[Object point labels]

━━━━━━━━━━

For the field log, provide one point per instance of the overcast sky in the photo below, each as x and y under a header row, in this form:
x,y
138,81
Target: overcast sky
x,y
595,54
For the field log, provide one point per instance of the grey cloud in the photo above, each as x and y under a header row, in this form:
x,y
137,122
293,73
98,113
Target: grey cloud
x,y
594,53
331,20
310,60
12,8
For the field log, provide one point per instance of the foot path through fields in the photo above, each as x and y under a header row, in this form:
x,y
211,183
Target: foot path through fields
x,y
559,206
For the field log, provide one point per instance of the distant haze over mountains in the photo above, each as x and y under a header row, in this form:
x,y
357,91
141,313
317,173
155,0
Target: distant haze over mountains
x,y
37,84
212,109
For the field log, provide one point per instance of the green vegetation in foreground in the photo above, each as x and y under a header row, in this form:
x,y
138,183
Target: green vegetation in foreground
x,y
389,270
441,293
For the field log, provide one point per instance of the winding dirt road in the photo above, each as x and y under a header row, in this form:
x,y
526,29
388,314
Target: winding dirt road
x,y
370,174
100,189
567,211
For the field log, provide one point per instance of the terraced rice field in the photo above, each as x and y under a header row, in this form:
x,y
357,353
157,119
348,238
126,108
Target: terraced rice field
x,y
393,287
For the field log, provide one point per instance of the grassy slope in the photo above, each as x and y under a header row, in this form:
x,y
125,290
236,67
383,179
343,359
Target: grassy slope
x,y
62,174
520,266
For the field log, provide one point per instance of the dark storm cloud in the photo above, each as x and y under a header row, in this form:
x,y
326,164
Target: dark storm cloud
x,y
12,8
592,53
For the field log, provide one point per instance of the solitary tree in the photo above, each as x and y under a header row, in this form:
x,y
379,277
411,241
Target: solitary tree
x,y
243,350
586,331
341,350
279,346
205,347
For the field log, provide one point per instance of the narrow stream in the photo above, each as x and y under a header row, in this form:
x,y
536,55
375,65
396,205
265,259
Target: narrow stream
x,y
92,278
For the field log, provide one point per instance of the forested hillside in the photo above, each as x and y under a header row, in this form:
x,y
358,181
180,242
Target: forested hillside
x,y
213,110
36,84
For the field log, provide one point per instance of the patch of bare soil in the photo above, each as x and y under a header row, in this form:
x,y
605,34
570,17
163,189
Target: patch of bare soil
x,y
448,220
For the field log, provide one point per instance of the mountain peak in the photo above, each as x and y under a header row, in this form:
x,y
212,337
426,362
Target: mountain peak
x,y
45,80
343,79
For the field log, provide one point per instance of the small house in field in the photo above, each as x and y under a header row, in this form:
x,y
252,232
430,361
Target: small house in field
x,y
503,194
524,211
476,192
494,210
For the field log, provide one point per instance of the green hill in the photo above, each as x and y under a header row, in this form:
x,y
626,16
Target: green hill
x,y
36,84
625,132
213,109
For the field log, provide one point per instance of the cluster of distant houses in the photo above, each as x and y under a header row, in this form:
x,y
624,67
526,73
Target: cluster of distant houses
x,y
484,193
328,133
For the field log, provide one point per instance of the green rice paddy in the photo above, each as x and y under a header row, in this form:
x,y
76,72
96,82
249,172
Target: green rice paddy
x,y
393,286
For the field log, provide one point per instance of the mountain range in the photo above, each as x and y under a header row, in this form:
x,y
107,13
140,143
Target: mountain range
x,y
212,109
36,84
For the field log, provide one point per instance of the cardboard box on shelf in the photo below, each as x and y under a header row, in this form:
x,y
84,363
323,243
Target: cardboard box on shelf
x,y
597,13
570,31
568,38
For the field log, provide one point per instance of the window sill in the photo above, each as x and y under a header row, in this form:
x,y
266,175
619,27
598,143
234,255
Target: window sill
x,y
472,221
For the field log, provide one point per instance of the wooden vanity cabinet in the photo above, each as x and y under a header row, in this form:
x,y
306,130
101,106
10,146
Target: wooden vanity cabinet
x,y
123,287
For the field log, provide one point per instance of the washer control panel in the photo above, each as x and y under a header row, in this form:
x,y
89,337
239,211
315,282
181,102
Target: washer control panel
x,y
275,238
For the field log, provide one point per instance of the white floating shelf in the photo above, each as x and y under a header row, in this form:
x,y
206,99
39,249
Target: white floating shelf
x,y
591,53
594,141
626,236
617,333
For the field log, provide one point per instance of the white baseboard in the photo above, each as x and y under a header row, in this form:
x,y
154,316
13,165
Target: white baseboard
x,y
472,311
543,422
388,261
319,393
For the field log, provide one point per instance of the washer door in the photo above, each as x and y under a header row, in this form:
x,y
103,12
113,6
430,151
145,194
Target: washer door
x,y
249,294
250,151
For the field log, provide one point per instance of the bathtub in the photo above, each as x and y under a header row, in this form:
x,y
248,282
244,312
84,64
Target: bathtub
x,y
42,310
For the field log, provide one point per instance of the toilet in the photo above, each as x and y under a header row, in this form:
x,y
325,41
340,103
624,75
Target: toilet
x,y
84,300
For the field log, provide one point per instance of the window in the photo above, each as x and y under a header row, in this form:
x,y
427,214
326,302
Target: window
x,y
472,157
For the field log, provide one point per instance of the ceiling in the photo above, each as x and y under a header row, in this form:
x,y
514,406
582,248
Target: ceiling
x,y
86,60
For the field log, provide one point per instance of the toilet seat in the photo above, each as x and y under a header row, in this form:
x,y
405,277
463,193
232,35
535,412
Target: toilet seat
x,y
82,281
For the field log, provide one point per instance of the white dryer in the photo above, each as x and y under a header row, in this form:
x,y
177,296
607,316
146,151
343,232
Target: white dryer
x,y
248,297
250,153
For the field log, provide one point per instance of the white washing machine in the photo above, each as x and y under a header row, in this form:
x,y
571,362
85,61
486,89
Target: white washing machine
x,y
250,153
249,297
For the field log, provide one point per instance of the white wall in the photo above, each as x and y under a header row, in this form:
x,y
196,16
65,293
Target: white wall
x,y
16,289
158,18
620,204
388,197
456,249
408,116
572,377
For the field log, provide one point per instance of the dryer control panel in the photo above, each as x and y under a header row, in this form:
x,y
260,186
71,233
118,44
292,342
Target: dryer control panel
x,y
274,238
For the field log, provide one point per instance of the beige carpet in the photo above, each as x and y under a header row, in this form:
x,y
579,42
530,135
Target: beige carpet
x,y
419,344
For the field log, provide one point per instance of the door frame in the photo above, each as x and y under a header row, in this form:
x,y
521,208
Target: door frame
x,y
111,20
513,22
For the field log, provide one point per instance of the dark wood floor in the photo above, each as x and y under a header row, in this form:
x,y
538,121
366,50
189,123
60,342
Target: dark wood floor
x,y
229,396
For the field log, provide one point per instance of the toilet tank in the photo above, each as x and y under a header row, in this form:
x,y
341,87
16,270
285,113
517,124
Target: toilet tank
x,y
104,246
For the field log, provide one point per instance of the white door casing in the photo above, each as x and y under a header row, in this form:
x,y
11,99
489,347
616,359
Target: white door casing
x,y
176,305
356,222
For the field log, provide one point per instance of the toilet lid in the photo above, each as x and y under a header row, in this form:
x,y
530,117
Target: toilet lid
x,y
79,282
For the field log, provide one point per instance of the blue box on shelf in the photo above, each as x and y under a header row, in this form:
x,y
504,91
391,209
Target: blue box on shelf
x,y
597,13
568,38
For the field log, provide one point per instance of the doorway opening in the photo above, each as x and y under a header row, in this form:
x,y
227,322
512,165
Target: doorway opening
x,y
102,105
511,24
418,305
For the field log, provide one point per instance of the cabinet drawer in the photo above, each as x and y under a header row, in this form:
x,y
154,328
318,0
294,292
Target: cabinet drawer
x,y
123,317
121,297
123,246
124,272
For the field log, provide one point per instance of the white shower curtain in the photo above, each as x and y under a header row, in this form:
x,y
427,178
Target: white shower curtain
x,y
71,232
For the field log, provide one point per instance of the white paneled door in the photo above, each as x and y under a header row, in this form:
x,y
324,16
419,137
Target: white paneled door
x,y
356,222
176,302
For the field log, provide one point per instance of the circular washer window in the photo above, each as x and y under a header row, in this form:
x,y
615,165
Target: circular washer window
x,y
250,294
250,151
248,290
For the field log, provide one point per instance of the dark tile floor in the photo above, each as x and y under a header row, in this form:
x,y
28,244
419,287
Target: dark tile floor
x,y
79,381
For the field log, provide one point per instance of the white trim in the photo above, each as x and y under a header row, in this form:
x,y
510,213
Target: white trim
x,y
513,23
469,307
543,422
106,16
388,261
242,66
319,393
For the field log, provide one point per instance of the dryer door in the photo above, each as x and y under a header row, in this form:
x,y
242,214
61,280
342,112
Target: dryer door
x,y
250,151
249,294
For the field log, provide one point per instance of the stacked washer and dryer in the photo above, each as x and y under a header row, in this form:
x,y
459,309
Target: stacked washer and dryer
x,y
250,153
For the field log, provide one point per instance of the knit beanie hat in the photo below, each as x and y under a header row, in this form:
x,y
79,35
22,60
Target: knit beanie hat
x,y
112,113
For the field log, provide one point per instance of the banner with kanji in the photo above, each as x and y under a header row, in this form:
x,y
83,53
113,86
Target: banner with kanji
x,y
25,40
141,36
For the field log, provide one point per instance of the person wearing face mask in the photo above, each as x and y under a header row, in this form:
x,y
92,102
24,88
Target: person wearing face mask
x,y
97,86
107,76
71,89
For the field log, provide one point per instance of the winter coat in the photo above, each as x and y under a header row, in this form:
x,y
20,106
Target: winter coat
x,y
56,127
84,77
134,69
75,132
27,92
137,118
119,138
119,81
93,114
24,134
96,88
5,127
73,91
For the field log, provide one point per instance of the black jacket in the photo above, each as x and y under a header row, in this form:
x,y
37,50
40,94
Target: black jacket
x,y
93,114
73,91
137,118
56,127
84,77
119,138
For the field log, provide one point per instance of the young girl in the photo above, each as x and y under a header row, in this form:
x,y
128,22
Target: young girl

━━━━━━━━━━

Objective → Only the lines from the one containing "of the black" through the end of the entries above belong in the answer; repeat them exactly.

Answer for the task →
For the field log, provide one point per instance of the black jacket in the photo above, each as x and y under a header row, in this form:
x,y
37,50
40,94
Target: black jacket
x,y
93,114
73,91
137,118
56,127
84,77
119,138
For the field log, provide one point per instance of the young girl in the photo above, each as x and y under a header row, in this form:
x,y
128,22
Target: young girl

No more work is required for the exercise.